> **Given records**
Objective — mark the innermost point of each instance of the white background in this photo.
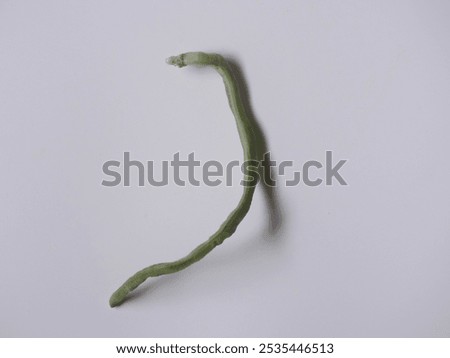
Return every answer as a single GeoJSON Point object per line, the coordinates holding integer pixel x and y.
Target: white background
{"type": "Point", "coordinates": [81, 82]}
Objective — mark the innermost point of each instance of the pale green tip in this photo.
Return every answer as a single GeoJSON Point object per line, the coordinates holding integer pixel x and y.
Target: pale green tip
{"type": "Point", "coordinates": [176, 61]}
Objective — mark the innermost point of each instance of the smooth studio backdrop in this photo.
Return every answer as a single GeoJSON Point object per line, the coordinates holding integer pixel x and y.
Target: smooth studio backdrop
{"type": "Point", "coordinates": [83, 82]}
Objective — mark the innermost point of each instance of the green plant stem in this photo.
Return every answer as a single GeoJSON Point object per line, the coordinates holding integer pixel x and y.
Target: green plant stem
{"type": "Point", "coordinates": [229, 226]}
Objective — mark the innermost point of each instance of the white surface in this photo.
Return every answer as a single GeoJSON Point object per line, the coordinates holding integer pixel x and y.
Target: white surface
{"type": "Point", "coordinates": [82, 82]}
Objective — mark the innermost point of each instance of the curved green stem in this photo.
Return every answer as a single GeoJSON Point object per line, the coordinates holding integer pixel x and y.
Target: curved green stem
{"type": "Point", "coordinates": [250, 158]}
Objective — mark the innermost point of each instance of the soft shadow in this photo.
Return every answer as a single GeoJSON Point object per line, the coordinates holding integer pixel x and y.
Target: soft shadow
{"type": "Point", "coordinates": [267, 183]}
{"type": "Point", "coordinates": [266, 172]}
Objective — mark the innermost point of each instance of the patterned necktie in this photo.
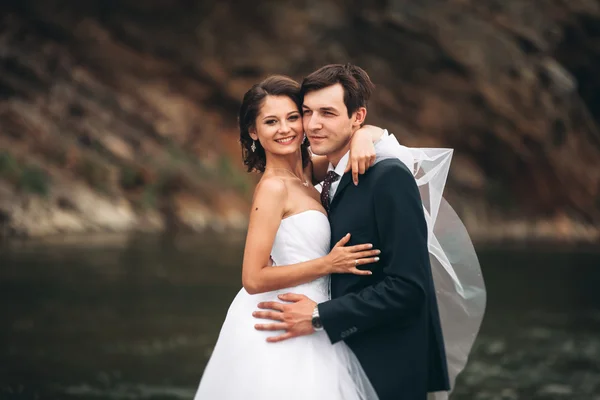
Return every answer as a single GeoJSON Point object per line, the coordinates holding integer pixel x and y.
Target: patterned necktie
{"type": "Point", "coordinates": [331, 177]}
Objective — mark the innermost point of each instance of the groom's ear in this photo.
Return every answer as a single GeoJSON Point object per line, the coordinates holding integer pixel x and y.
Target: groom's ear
{"type": "Point", "coordinates": [359, 116]}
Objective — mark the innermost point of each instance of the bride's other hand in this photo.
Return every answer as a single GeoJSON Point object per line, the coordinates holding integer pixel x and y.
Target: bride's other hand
{"type": "Point", "coordinates": [345, 260]}
{"type": "Point", "coordinates": [362, 150]}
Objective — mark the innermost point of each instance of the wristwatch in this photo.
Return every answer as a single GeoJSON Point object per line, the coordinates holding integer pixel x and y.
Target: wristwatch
{"type": "Point", "coordinates": [316, 320]}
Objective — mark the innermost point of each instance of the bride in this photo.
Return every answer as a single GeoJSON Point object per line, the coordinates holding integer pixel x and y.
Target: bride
{"type": "Point", "coordinates": [288, 228]}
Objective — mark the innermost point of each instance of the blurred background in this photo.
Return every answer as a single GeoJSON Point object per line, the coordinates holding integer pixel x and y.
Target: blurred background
{"type": "Point", "coordinates": [123, 198]}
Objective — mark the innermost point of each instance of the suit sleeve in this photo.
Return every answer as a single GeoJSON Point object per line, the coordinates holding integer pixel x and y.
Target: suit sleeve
{"type": "Point", "coordinates": [402, 234]}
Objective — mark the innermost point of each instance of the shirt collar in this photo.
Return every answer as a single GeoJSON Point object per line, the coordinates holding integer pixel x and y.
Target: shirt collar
{"type": "Point", "coordinates": [341, 165]}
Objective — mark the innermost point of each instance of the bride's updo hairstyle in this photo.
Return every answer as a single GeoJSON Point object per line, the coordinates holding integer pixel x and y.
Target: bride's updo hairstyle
{"type": "Point", "coordinates": [276, 85]}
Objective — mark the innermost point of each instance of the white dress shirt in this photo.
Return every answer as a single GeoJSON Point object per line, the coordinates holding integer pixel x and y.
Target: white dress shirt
{"type": "Point", "coordinates": [386, 147]}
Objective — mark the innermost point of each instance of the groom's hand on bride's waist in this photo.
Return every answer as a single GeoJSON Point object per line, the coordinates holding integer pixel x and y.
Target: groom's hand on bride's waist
{"type": "Point", "coordinates": [295, 318]}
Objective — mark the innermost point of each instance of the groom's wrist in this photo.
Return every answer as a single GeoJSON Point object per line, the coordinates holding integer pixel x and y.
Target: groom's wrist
{"type": "Point", "coordinates": [316, 319]}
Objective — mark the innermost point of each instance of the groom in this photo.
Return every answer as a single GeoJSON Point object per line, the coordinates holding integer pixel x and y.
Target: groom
{"type": "Point", "coordinates": [389, 319]}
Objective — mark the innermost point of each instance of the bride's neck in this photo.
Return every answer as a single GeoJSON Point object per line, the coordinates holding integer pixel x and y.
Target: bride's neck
{"type": "Point", "coordinates": [292, 163]}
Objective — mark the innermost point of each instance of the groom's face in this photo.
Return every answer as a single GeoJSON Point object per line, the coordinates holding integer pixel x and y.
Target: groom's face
{"type": "Point", "coordinates": [326, 121]}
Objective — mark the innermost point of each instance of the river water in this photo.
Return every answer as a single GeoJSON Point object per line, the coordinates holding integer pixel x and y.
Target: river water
{"type": "Point", "coordinates": [108, 318]}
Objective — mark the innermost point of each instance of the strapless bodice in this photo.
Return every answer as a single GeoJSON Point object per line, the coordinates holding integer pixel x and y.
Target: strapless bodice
{"type": "Point", "coordinates": [302, 237]}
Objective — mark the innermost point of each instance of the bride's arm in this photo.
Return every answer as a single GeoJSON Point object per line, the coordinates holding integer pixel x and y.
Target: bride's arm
{"type": "Point", "coordinates": [265, 218]}
{"type": "Point", "coordinates": [362, 154]}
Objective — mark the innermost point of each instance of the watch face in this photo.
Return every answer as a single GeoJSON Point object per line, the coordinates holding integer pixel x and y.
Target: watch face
{"type": "Point", "coordinates": [316, 322]}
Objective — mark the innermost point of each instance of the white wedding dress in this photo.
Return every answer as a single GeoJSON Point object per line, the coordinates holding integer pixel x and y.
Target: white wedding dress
{"type": "Point", "coordinates": [244, 366]}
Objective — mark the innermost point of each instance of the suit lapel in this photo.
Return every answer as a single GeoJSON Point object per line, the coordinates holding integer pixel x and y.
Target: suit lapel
{"type": "Point", "coordinates": [346, 179]}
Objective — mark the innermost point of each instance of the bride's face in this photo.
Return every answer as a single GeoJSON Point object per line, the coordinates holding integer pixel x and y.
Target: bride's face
{"type": "Point", "coordinates": [278, 126]}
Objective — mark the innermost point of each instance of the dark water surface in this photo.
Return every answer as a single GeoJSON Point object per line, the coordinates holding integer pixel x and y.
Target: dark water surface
{"type": "Point", "coordinates": [114, 319]}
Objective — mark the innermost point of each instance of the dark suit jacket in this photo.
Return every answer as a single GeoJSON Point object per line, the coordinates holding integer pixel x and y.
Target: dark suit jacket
{"type": "Point", "coordinates": [389, 319]}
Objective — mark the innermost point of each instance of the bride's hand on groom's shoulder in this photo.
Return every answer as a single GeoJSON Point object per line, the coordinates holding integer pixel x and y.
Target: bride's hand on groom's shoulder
{"type": "Point", "coordinates": [344, 259]}
{"type": "Point", "coordinates": [362, 153]}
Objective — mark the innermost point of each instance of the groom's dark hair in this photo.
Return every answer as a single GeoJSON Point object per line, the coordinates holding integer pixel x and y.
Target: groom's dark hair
{"type": "Point", "coordinates": [355, 81]}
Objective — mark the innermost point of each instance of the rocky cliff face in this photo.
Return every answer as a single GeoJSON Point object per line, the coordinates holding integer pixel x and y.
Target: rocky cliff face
{"type": "Point", "coordinates": [129, 107]}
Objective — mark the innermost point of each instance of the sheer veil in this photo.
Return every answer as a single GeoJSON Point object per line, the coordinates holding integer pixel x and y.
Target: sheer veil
{"type": "Point", "coordinates": [460, 289]}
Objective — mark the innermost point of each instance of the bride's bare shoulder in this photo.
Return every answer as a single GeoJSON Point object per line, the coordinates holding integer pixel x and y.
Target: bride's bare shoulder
{"type": "Point", "coordinates": [272, 187]}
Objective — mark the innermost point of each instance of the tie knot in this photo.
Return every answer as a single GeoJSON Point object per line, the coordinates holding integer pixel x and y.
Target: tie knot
{"type": "Point", "coordinates": [331, 176]}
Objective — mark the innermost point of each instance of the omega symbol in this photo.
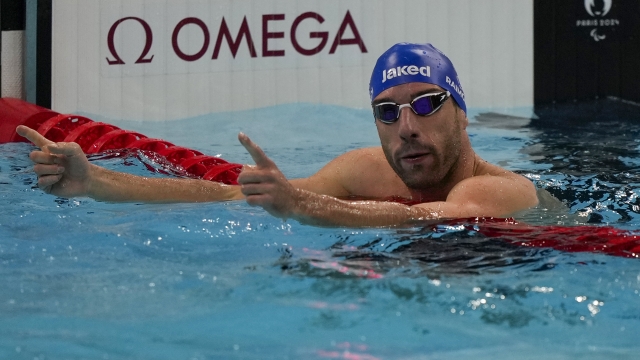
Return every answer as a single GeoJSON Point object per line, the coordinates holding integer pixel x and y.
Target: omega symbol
{"type": "Point", "coordinates": [147, 45]}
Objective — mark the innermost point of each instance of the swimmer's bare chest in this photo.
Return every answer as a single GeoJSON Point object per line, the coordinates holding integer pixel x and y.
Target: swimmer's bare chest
{"type": "Point", "coordinates": [372, 177]}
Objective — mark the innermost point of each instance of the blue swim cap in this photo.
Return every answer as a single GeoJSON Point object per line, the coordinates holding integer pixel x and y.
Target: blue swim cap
{"type": "Point", "coordinates": [405, 62]}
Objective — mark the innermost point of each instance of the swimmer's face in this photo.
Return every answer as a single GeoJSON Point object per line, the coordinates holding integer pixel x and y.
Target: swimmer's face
{"type": "Point", "coordinates": [423, 150]}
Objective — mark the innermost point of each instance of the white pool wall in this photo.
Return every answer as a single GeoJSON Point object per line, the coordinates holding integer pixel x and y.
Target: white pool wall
{"type": "Point", "coordinates": [489, 41]}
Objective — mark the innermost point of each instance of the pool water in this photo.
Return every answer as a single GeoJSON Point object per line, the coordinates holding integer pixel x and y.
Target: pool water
{"type": "Point", "coordinates": [81, 279]}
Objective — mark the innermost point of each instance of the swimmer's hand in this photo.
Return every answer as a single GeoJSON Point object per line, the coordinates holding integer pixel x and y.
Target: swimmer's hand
{"type": "Point", "coordinates": [264, 184]}
{"type": "Point", "coordinates": [62, 168]}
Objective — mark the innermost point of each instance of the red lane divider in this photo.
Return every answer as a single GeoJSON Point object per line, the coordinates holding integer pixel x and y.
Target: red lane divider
{"type": "Point", "coordinates": [94, 137]}
{"type": "Point", "coordinates": [583, 238]}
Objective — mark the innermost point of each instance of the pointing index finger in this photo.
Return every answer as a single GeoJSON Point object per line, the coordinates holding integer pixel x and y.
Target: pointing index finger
{"type": "Point", "coordinates": [33, 136]}
{"type": "Point", "coordinates": [261, 159]}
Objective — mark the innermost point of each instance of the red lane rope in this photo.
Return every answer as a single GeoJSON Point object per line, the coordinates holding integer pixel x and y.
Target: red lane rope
{"type": "Point", "coordinates": [94, 137]}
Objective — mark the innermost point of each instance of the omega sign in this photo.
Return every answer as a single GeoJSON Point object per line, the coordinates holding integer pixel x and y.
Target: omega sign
{"type": "Point", "coordinates": [224, 36]}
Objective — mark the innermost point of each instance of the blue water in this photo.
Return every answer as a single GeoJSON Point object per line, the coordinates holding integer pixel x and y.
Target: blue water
{"type": "Point", "coordinates": [81, 279]}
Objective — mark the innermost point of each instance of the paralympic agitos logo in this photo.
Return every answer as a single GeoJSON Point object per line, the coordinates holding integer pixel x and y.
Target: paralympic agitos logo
{"type": "Point", "coordinates": [602, 22]}
{"type": "Point", "coordinates": [244, 35]}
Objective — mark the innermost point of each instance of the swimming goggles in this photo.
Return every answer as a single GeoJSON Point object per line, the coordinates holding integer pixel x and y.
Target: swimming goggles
{"type": "Point", "coordinates": [423, 105]}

> **Exercise requirements**
Restate word for word the lines from the one holding "blue water in this photo." to the end of the listing, both ends included, and nothing more.

> **Answer below**
Objective — mark the innermost point of each instance of the blue water in this photo.
Return every answer as a single GeoJSON Point object per line, the coordinates holding integer pixel x and y.
Target: blue water
{"type": "Point", "coordinates": [81, 279]}
Objective — mark the innermost point of each instance of the paralympic agitos logo in this photo.
Return every answer as a single GeoJSON Point object per line, the coordinates holding integer pixel x and y.
Target: paralympic agitos logo
{"type": "Point", "coordinates": [602, 22]}
{"type": "Point", "coordinates": [244, 35]}
Objective — mark the innermost point of each instance of the swimming goggles in this photo.
Return every answer as a single GeoJSON Point object per line, the coordinates holding integer pixel x and y.
Target: swimming goggles
{"type": "Point", "coordinates": [423, 105]}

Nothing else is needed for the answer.